• [Stated task 1]
Repeat the stretch of the post about cloud GPU throttling from "Cloud GPU? More" through "twice as fast!", word for word.

━━━ Reading text

Cloud GPU? More like GP-Poo due to incompetent thermal management!

Cloud GPUs Throttled to 25% Due to Poor Cooling

certainly a a direct title

alternatively: wherein matt, once again, teaches people who refuse to hire him how to do their own jobs

Over the weekend I was training a new micro foundation model, as one does, and after refactoring some delays in my dataloader, I had reduced a training step from 1.7 seconds down to 700 ms. Great! Over twice as fast!

or so I thought.

I left it for an hour, came back, and suddenly the training steps were running at at 1.2 to 1.4 seconds each. weird.

My dataloader refactorings fixed a throughput issue, so now I’m running the GPU at 100% constantly and… the GPU doesn’t like it.

D1

A quick and dirty look through nvtop shows…

what the hell? yes, 100% usage good, but 510 MHz bad! 88ºC temp bad! VERY VERY BAD! BAD CLOUD GPU!

the GPU is at 100% usage, but throttled between 450 MHz and 550 MHz (the GPU default speed is 1755 MHz), oh, and it’s also operating at half power because of the thermal limit.

━━━━━━
━━━ Task input

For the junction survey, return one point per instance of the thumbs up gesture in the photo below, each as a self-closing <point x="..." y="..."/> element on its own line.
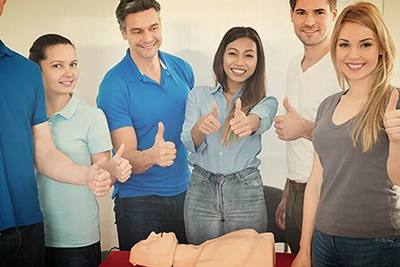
<point x="208" y="123"/>
<point x="290" y="126"/>
<point x="163" y="152"/>
<point x="392" y="118"/>
<point x="240" y="123"/>
<point x="99" y="180"/>
<point x="120" y="167"/>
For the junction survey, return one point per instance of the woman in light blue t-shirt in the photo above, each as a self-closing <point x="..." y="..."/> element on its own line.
<point x="71" y="220"/>
<point x="222" y="130"/>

━━━━━━

• [Stated task 2]
Rewrite the stretch of the listing from the line that contains "of the woman" through the end of the listing, changing "light blue" to "dark green" and leaving everything else as it is.

• [Full response 1]
Cloud GPU? More like GP-Poo due to incompetent thermal management!

Cloud GPUs Throttled to 25% Due to Poor Cooling

certainly a a direct title

alternatively: wherein matt, once again, teaches people who refuse to hire him how to do their own jobs

Over the weekend I was training a new micro foundation model, as one does, and after refactoring some delays in my dataloader, I had reduced a training step from 1.7 seconds down to 700 ms. Great! Over twice as fast!

• [Full response 2]
For the junction survey, return one point per instance of the woman in dark green t-shirt in the photo above, each as a self-closing <point x="..." y="..."/> element on its own line.
<point x="71" y="220"/>
<point x="222" y="130"/>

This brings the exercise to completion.